- **Available data**
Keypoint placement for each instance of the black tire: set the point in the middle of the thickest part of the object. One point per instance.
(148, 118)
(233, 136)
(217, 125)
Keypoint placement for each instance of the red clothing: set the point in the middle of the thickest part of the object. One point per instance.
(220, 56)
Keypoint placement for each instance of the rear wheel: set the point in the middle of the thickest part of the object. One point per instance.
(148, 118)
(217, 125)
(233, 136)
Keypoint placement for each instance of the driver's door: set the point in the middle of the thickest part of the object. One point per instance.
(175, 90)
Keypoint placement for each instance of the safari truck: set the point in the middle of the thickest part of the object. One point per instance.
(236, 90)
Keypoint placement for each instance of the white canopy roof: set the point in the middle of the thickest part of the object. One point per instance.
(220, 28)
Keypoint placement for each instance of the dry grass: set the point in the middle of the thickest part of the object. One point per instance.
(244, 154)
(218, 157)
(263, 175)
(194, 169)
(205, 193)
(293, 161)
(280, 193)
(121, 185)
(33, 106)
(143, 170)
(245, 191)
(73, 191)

==

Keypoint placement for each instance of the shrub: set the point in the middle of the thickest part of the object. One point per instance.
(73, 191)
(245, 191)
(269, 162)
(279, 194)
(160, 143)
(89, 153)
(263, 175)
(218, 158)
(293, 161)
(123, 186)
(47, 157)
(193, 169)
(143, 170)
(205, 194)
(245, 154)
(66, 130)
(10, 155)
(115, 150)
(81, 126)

--

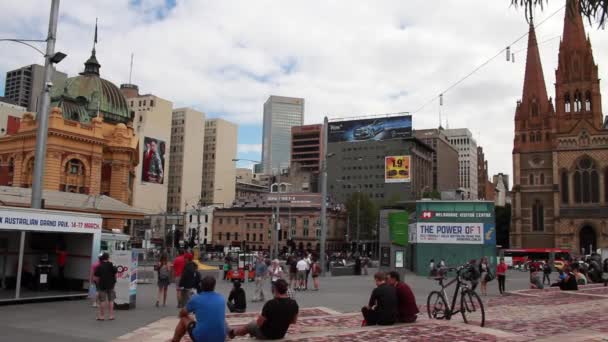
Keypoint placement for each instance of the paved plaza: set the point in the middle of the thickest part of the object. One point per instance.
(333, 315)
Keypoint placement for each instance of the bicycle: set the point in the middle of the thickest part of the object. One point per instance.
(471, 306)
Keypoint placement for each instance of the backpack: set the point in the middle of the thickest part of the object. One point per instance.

- **Task**
Quote the data above from the line containing "Keypoint placement for each instance of the bicycle: set" to the line containing "Keypoint placement for each instance of the backpack: set", inclusive, and stop.

- **Exercise answer**
Keypoint placement for each instance of the bicycle: set the point in the middle of the thickest part of the object. One point per instance.
(471, 306)
Keypoint placement for each instance of the backpack: set the point in the middle of the thickest part of the object. One point per instance.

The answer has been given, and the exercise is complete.